### EXERCISE
Rewrite the part of the rows that opens with the line containing "Target | smile" and closes with the line containing "x=295 y=213", changing every "wholly" to "completely" and keeping everything else unchanged.

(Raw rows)
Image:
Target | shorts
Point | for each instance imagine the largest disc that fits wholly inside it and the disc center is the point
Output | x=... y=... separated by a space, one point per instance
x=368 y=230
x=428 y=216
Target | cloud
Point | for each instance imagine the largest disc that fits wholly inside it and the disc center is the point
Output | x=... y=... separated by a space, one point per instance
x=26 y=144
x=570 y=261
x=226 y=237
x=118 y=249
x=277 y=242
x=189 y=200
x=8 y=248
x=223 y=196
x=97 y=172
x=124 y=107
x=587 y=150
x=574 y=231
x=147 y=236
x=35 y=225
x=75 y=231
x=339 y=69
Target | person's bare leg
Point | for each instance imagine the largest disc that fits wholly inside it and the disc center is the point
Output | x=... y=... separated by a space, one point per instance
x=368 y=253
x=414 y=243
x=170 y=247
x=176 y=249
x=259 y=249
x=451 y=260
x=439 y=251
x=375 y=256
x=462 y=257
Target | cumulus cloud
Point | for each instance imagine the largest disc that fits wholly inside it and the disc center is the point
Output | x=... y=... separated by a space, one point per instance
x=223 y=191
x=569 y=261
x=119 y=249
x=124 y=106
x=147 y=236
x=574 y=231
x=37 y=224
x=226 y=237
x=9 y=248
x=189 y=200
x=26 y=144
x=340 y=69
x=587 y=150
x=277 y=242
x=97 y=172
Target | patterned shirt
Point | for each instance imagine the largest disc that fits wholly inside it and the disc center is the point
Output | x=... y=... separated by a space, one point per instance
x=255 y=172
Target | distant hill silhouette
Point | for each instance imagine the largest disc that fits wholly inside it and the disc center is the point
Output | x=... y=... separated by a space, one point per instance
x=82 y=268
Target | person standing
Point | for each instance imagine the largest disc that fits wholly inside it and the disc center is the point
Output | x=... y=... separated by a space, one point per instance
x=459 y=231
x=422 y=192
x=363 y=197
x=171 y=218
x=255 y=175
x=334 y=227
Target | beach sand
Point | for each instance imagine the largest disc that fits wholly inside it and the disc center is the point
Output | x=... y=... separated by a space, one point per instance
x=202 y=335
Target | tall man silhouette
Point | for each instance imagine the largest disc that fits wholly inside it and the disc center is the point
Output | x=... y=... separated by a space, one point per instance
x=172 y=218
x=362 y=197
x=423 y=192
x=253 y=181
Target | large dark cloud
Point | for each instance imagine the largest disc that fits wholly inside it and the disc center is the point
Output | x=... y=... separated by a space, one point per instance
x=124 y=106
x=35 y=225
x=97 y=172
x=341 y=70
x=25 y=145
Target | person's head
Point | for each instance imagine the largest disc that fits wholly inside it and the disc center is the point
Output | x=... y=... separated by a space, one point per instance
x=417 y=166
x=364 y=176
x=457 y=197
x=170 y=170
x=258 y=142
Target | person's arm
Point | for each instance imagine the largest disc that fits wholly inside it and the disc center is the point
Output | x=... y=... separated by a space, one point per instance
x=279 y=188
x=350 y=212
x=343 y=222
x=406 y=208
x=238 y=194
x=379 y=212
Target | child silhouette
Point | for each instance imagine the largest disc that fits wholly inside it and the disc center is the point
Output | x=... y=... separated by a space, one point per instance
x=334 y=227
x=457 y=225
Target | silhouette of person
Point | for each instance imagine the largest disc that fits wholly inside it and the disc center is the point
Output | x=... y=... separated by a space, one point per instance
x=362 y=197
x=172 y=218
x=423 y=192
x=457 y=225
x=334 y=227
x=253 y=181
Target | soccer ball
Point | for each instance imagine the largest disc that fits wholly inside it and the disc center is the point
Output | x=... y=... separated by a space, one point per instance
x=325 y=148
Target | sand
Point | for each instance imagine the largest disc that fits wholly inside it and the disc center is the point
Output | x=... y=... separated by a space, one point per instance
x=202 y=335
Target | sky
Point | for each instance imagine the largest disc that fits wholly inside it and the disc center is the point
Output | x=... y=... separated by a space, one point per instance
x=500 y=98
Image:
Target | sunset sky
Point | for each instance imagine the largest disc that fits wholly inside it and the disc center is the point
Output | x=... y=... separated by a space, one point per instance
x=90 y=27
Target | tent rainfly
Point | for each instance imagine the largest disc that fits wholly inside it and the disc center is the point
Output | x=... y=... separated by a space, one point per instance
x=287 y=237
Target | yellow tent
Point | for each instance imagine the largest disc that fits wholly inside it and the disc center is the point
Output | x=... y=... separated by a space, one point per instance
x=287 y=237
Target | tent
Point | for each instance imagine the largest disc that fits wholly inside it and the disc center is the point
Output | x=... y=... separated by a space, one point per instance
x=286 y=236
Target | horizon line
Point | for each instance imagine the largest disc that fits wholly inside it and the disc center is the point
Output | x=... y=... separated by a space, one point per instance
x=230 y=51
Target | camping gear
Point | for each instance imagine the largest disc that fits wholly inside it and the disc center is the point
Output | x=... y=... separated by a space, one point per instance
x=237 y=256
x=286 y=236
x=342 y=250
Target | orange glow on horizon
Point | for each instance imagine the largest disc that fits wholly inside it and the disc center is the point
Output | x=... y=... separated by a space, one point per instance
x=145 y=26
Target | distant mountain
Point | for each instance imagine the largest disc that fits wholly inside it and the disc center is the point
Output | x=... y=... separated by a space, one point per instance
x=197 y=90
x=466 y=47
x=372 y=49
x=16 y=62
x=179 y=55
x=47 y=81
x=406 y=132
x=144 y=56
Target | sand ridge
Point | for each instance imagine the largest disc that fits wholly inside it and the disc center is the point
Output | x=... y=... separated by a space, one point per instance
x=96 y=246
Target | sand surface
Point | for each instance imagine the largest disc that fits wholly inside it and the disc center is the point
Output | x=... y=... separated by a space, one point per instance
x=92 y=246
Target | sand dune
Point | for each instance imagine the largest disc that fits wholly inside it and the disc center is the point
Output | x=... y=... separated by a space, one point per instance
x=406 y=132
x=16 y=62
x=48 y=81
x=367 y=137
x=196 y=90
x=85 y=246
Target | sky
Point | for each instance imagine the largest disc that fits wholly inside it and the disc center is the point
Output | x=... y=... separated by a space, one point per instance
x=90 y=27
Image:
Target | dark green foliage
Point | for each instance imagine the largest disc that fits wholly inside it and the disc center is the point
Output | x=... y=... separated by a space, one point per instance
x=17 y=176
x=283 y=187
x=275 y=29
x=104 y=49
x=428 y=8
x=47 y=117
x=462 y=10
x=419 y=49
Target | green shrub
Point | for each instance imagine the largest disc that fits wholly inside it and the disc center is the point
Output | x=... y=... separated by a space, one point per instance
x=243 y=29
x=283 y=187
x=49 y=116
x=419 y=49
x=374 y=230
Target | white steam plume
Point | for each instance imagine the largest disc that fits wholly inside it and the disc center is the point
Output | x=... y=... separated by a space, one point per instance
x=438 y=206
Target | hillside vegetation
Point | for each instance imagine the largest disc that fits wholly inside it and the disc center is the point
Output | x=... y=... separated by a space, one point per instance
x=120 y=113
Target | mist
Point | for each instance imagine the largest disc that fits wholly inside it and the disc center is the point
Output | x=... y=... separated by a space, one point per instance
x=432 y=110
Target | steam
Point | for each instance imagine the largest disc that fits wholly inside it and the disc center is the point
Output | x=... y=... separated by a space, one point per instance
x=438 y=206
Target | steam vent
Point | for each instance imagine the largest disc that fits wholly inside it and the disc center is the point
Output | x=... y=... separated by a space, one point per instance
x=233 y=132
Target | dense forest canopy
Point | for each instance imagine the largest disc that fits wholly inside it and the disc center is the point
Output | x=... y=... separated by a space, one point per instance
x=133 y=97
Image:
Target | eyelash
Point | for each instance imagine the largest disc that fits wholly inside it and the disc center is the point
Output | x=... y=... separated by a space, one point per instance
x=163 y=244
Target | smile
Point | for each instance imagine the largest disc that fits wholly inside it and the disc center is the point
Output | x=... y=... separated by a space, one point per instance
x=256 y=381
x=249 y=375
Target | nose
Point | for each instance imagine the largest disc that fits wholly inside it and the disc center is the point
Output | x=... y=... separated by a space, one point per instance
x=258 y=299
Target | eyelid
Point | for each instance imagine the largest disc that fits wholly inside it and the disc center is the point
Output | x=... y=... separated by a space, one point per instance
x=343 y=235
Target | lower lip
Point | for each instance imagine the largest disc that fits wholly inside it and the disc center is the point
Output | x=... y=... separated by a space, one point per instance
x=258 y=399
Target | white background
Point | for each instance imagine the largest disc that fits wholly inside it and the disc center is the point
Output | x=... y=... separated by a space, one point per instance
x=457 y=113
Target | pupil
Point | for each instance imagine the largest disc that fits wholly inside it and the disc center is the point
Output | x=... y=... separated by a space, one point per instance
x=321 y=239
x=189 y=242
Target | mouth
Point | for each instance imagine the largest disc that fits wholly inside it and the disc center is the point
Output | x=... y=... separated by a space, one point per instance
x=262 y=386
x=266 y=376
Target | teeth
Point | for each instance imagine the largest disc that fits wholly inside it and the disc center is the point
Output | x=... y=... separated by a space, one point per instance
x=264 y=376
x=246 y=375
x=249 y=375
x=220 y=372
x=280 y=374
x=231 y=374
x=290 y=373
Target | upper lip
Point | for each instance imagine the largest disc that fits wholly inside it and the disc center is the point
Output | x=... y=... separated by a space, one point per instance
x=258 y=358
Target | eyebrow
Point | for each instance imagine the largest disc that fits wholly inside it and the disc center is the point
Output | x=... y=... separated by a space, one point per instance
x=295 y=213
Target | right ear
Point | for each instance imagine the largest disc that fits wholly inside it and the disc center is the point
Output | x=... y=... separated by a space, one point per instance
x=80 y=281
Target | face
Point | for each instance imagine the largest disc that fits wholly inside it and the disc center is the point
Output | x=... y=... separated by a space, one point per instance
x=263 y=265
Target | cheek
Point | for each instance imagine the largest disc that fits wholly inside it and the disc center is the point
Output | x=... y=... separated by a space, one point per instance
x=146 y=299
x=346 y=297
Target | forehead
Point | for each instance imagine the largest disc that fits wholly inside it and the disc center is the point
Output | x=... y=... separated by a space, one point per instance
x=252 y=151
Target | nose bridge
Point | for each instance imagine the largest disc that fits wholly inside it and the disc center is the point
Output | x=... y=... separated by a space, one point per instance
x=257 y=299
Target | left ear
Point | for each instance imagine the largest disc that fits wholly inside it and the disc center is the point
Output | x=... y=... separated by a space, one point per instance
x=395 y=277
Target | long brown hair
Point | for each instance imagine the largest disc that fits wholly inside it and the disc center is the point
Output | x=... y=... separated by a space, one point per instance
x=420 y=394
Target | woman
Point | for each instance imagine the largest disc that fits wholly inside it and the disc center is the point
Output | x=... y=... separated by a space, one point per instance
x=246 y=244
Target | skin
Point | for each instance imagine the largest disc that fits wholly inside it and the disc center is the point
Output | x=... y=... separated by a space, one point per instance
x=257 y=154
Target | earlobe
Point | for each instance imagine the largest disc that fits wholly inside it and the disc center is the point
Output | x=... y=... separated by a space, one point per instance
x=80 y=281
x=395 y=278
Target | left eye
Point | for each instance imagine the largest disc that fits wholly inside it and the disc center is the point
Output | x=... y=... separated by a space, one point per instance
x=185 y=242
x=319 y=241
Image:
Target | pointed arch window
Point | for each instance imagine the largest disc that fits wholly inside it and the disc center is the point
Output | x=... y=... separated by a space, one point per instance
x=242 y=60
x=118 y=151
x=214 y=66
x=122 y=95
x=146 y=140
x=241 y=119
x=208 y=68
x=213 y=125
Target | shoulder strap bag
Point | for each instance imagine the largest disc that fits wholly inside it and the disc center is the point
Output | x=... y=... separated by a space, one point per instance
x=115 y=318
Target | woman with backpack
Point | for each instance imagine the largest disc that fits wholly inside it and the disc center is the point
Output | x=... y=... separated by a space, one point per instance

### TASK ANSWER
Target | smile
Point | for each instance imagine the largest disc that fits completely inside it and the disc center is the point
Output | x=... y=... separated by a space, one point per instance
x=256 y=381
x=249 y=375
Target | nose
Point | for each instance imagine the largest disc that fits completely inside it and the disc center is the point
Output | x=... y=... separated by a space, one point per instance
x=258 y=299
Target | eyelid
Point | for each instance imagine the largest disc that fits completely inside it and the disc center is the point
Output | x=... y=... separated by a space, one point per instance
x=343 y=235
Target | lower lip
Point | for each instance imagine the largest disc that fits completely inside it and the disc center is the point
Output | x=... y=... separated by a space, one point per instance
x=258 y=399
Target | white background
Point | for each instance imagine the largest disc that fits completely inside it and the disc center is the point
Output | x=... y=... separated by a space, one point per instance
x=457 y=113
Target | pupil
Point | for each instance imagine the largest disc that fits completely inside it and the disc center is the point
Output | x=... y=... separated by a space, one point per instance
x=321 y=239
x=189 y=242
Target | mouth
Point | for each instance imagine the largest disc that fits completely inside it and the disc center is the point
Output | x=... y=... separated by a space, one point per instance
x=262 y=386
x=266 y=376
Target | teeth
Point | for each instance imagine the largest disc that fits completely inside it and the disc center is the point
Output | x=... y=... separated by a space, one point per instance
x=264 y=376
x=246 y=375
x=249 y=375
x=220 y=372
x=280 y=374
x=231 y=374
x=290 y=373
Target | upper lip
Point | for each instance imagine the largest disc that fits completely inside it and the disc center is the point
Output | x=... y=... separated by a space, one point per instance
x=258 y=358
Target | eyebrow
Point | for each instance imagine the largest disc that fits completely inside it and the disc center is the point
Output | x=... y=... separated by a space, one point per instance
x=295 y=213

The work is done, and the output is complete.